Scan the data below and pick out the lines containing the word "laptop".

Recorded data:
========================================
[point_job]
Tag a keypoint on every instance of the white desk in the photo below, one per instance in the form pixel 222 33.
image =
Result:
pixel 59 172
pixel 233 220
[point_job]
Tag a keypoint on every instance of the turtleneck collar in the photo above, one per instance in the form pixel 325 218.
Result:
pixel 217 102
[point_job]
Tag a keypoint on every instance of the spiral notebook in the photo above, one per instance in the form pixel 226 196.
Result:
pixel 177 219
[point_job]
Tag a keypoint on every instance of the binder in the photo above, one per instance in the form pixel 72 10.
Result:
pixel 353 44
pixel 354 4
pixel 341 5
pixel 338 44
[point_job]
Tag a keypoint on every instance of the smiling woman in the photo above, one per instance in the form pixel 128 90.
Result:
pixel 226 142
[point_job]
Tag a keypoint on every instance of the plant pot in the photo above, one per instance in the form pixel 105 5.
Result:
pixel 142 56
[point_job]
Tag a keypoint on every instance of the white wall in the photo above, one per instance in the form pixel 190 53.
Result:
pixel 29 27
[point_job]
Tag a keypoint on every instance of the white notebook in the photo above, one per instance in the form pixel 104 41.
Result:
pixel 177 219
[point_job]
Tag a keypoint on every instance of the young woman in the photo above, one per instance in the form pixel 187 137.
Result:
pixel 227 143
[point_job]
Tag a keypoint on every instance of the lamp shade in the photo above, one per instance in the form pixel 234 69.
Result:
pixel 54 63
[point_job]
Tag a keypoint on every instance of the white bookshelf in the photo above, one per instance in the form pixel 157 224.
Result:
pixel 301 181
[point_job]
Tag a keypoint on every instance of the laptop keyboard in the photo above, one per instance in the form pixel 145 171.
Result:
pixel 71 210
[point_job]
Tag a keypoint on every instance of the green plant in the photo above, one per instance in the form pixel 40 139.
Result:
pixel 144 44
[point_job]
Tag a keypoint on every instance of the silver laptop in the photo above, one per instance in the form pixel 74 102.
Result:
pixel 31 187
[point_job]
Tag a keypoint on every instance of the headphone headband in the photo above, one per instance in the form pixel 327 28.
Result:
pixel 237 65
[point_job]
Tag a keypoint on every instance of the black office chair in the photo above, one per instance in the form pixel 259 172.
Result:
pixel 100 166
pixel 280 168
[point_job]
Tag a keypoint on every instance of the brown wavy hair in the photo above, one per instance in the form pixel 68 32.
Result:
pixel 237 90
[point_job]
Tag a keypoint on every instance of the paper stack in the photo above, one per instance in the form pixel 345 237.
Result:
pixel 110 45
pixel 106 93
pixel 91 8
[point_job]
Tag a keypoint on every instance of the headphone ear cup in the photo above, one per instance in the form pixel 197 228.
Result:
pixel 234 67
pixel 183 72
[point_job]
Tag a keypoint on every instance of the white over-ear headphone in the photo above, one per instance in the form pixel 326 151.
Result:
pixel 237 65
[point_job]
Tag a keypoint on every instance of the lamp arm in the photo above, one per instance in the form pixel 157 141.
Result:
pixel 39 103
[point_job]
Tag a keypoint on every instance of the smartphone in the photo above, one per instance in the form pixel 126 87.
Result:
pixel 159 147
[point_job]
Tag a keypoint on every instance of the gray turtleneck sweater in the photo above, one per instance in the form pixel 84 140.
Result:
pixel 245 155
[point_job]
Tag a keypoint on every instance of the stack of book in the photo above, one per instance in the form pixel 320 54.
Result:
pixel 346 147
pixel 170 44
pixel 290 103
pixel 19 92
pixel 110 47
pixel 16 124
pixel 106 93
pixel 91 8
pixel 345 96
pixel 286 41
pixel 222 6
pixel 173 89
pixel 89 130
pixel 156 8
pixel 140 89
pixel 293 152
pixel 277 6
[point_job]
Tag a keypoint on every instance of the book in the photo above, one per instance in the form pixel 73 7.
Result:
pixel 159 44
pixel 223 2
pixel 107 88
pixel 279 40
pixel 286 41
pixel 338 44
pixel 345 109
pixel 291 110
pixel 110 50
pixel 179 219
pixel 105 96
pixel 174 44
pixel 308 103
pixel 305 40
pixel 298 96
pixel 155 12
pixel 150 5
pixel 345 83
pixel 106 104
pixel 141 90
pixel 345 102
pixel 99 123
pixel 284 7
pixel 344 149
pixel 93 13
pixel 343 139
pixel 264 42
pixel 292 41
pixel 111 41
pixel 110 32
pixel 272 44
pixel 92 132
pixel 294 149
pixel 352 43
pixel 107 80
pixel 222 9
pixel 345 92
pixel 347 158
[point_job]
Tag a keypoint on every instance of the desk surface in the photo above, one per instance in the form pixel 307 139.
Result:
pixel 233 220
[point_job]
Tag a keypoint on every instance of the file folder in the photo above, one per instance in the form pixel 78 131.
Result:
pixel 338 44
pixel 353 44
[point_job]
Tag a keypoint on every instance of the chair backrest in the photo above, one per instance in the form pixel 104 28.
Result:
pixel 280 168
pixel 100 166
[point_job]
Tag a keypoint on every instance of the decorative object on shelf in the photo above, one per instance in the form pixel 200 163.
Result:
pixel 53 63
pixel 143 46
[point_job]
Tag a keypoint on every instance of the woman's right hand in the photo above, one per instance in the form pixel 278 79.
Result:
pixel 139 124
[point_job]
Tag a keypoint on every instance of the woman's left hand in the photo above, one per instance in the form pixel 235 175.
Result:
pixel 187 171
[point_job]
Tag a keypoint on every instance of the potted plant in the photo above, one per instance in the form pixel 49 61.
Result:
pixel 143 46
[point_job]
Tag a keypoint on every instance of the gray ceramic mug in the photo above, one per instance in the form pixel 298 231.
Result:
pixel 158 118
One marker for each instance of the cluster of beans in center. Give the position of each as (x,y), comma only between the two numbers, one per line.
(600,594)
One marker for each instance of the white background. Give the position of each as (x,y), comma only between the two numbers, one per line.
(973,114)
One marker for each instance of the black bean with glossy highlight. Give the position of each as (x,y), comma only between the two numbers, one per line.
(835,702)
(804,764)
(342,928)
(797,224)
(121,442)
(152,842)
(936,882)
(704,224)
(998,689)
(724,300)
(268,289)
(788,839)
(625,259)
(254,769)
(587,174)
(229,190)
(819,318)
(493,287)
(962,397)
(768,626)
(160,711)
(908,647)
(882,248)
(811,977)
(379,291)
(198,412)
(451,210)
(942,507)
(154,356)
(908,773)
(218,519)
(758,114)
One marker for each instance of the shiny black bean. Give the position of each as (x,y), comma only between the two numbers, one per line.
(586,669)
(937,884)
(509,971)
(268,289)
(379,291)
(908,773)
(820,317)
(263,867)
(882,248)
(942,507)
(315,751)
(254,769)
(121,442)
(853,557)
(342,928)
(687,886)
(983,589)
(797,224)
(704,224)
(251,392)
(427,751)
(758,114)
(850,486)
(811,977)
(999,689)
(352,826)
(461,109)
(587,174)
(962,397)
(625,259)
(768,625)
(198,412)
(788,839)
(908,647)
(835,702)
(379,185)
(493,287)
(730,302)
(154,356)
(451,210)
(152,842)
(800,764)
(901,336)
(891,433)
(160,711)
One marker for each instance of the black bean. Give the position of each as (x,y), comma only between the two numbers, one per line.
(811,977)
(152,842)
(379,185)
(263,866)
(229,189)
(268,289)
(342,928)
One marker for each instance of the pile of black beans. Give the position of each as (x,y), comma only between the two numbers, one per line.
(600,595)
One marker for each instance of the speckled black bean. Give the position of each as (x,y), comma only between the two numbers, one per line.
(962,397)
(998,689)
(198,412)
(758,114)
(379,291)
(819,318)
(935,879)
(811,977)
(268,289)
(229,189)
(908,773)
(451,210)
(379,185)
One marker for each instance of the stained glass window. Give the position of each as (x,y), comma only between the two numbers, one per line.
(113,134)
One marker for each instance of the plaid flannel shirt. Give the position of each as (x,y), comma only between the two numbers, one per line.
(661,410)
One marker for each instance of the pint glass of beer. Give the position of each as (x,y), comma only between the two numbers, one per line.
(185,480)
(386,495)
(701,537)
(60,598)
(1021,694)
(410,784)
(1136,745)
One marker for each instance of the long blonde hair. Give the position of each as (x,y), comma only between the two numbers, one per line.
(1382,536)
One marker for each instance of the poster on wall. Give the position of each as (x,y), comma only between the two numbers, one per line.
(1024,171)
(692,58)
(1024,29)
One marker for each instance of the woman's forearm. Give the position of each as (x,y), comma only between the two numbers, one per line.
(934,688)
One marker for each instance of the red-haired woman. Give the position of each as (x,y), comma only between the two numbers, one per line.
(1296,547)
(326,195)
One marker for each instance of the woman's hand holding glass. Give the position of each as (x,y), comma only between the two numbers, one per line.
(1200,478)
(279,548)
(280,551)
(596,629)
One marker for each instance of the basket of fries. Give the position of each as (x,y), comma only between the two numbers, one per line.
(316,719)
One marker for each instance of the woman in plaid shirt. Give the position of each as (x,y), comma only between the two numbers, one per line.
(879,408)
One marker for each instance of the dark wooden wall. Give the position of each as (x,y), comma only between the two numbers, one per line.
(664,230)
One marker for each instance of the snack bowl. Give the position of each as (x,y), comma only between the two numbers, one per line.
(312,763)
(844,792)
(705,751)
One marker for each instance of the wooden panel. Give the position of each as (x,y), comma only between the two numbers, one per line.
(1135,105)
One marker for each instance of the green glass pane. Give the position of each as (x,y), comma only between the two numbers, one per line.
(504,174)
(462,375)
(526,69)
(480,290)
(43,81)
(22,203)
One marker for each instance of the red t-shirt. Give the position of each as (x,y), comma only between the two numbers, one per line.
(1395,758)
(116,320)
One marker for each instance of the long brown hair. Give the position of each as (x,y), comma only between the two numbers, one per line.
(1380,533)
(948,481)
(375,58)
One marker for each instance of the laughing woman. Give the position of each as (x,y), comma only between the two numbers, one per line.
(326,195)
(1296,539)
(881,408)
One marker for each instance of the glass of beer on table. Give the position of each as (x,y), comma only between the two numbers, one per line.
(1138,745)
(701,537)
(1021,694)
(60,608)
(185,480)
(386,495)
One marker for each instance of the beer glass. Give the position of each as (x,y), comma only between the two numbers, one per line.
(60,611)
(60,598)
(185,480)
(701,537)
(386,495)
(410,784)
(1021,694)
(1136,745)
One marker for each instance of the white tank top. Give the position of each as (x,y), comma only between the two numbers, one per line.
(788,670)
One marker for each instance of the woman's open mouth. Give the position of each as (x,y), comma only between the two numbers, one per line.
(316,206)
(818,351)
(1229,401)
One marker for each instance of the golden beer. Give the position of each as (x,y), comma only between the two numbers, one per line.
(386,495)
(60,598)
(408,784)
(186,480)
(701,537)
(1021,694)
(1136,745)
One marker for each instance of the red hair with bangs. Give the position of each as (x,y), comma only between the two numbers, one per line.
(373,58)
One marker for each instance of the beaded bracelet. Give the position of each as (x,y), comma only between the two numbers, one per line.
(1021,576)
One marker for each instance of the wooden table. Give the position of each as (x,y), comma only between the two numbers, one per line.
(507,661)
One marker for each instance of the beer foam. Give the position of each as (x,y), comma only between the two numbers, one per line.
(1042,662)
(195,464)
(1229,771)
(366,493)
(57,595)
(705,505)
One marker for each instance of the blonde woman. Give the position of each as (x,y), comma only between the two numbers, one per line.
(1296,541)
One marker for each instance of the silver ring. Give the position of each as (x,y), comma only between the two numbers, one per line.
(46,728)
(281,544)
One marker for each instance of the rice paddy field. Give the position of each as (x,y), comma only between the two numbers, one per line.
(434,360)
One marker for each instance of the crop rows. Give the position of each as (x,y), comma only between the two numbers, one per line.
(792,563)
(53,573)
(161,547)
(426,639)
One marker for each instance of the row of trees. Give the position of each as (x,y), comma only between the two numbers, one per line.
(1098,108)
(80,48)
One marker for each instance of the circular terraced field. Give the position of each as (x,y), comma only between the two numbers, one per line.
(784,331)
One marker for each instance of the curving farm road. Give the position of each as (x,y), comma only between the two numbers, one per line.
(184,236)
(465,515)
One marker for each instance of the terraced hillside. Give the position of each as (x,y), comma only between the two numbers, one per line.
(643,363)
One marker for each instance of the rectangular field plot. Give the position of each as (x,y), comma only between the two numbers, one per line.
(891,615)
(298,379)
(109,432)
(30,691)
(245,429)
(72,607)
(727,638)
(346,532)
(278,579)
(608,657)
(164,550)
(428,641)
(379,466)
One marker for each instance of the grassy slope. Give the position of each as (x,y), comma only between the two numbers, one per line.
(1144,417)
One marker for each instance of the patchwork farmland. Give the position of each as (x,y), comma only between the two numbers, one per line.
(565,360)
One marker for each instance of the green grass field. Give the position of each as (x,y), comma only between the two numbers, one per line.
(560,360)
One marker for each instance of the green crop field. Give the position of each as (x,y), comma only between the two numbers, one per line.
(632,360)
========================================
Reply —
Tag a keypoint on every instance of the laptop keyboard in the photo above, one per instance in the form pixel 145 171.
Tag a keypoint on every instance of the silver laptop in the photo above, one per instance in the form pixel 74 102.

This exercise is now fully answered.